Source material:

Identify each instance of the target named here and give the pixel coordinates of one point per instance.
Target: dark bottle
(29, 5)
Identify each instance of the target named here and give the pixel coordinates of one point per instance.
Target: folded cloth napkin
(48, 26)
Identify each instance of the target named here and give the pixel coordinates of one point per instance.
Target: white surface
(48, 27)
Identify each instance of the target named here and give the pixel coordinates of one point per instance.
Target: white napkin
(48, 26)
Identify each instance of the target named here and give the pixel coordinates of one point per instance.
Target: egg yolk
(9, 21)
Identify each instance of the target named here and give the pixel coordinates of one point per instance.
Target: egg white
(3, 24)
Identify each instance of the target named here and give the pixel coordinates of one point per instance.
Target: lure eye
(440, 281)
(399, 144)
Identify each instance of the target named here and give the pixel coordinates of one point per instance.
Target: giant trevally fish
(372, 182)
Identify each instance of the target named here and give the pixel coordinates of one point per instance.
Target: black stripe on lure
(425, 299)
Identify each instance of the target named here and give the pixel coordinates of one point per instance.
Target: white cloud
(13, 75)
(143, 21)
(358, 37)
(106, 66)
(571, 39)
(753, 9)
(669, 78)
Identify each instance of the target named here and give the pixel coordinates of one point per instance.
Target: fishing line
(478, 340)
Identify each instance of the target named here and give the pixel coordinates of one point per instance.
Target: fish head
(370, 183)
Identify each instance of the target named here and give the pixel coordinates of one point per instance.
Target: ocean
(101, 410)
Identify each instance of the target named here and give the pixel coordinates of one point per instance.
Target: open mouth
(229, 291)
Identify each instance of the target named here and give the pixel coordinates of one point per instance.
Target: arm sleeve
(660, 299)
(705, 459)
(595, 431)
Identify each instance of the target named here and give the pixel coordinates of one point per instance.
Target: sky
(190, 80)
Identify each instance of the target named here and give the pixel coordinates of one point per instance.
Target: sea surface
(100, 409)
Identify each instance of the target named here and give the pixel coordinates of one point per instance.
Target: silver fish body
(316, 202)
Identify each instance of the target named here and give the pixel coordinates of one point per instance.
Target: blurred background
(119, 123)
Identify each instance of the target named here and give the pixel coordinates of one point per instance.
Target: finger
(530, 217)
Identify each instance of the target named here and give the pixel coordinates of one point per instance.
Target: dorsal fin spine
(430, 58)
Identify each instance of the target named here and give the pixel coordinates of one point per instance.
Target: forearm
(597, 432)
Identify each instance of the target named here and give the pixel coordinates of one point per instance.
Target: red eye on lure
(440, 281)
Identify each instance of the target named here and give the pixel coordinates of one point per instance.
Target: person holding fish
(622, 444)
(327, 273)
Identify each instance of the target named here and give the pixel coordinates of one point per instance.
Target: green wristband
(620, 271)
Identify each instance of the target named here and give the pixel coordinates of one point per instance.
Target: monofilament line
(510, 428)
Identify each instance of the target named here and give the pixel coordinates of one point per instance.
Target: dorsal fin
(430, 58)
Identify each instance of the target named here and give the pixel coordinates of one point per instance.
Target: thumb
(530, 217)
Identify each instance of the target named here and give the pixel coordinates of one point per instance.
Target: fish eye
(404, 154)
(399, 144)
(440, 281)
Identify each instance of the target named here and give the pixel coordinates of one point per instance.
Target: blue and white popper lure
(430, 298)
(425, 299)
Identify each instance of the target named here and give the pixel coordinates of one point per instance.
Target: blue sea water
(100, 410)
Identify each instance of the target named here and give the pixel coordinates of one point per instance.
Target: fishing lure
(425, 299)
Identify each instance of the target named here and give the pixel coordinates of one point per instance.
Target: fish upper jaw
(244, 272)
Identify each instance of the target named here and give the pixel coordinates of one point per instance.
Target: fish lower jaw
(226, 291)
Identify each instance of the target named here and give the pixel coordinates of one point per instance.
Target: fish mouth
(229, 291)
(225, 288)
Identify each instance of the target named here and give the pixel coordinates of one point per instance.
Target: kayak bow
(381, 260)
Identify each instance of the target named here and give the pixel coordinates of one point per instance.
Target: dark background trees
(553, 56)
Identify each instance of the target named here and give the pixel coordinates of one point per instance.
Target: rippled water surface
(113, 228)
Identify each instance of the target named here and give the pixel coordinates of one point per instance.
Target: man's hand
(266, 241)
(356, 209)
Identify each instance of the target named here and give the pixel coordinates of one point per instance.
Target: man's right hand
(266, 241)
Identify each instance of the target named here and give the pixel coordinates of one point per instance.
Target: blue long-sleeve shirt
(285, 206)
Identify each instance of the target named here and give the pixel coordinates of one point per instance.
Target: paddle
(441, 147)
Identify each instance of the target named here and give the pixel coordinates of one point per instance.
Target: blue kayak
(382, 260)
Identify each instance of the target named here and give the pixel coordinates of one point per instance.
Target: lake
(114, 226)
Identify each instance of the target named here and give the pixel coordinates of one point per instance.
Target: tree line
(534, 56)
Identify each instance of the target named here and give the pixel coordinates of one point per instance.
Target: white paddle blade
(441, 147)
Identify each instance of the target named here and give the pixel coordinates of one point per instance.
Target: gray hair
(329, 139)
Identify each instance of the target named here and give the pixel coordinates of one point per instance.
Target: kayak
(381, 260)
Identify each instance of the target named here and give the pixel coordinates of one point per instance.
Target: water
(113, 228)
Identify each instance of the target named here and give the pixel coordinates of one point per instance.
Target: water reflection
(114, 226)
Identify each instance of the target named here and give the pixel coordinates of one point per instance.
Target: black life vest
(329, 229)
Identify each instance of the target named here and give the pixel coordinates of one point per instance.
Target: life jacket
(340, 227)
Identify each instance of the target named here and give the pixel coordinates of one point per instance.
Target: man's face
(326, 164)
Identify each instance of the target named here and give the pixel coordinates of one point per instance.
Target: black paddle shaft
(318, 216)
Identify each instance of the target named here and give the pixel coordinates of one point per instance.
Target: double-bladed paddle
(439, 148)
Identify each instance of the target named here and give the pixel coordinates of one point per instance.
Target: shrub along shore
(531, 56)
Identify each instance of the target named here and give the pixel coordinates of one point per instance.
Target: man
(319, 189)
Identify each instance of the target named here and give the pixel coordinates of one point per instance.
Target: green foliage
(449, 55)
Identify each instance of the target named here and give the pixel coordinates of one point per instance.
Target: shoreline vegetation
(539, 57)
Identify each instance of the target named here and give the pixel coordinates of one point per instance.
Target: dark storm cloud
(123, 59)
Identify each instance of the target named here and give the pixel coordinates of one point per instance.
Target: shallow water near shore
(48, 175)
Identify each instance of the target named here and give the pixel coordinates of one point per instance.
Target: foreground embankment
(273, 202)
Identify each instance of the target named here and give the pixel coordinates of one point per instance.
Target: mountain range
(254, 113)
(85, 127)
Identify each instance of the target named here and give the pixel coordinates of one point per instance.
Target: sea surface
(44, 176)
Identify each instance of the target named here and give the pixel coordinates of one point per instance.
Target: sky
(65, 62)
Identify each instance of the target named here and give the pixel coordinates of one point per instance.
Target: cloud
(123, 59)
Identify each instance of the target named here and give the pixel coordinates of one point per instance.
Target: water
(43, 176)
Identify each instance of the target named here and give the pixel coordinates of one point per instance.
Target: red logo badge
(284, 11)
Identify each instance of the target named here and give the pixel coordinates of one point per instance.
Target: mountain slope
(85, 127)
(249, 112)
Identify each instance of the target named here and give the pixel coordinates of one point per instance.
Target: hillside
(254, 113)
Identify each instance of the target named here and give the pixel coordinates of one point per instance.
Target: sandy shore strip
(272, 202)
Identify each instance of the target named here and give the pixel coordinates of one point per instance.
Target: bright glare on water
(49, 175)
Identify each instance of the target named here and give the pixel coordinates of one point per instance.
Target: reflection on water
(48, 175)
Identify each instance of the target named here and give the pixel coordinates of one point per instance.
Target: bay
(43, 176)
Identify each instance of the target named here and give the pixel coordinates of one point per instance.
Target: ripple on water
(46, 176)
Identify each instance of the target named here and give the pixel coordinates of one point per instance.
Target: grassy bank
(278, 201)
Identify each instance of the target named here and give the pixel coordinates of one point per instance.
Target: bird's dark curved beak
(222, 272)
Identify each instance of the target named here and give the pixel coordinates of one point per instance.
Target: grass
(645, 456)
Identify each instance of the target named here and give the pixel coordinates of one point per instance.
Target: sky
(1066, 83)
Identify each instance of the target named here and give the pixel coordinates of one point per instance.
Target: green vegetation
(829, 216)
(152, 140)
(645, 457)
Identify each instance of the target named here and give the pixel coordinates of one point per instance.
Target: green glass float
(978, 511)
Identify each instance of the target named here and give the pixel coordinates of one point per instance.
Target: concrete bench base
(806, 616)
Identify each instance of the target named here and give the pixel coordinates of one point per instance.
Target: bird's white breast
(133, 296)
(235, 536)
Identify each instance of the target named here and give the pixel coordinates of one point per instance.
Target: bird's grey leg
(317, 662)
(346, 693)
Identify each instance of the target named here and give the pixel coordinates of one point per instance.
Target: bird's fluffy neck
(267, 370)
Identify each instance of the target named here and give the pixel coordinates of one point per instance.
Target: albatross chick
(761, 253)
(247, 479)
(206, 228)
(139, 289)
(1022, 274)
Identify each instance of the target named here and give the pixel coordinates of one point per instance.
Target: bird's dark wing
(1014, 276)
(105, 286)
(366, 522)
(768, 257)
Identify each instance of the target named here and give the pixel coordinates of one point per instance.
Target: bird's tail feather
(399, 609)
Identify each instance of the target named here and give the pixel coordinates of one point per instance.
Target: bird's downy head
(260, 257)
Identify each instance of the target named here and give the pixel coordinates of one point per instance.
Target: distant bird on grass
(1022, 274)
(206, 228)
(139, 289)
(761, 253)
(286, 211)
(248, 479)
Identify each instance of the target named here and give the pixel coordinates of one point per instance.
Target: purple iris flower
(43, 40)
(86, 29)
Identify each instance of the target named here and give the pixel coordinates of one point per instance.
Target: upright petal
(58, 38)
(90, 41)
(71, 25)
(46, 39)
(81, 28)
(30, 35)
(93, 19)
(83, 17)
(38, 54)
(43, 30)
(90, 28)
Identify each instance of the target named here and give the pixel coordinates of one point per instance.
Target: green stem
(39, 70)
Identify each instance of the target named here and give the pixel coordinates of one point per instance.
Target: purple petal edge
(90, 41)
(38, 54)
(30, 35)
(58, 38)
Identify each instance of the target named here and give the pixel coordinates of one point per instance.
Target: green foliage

Task description:
Extract every line of the listing above that contains the word "black".

Full output:
Target: black stripe on lure
Target: black life vest
Target: black paddle shaft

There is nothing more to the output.